▶ **EXERCISE INSTRUCTIONS**
Rewrite the lines from the one containing "Detect asphalt road." through the last line, swapping "pixel coordinates" for "image coordinates" and changing nothing else. Give back only those lines.

▶ **STORED ROWS**
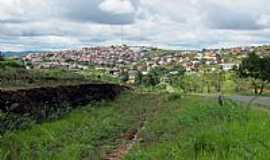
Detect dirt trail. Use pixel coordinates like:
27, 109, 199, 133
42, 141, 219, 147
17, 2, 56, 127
104, 95, 161, 160
104, 119, 145, 160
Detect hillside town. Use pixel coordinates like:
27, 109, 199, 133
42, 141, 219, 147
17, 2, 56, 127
22, 45, 265, 80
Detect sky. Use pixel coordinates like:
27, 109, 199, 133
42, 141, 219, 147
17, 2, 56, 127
0, 0, 270, 51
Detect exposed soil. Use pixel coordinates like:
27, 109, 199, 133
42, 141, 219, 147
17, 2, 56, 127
0, 84, 127, 115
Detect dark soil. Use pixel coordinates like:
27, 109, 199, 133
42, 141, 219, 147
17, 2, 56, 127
0, 84, 127, 115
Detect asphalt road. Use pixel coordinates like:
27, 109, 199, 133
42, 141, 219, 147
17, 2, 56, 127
227, 96, 270, 107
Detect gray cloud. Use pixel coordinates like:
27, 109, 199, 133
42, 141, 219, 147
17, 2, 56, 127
53, 0, 138, 25
0, 0, 270, 50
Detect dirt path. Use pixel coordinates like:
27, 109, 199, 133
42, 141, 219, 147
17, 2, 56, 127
104, 95, 161, 160
104, 120, 145, 160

▶ **SOLUTION TO THIS TASK**
Detect asphalt road. Use image coordinates like:
27, 109, 199, 133
42, 141, 219, 147
17, 2, 56, 127
227, 96, 270, 107
Detect gray cloud. Use image coordinates like:
27, 109, 199, 133
42, 141, 219, 147
17, 2, 56, 127
53, 0, 138, 25
0, 0, 270, 50
Detect dirt path. Use image coordinates like:
27, 109, 199, 133
42, 141, 219, 147
17, 2, 56, 127
104, 95, 161, 160
104, 120, 145, 160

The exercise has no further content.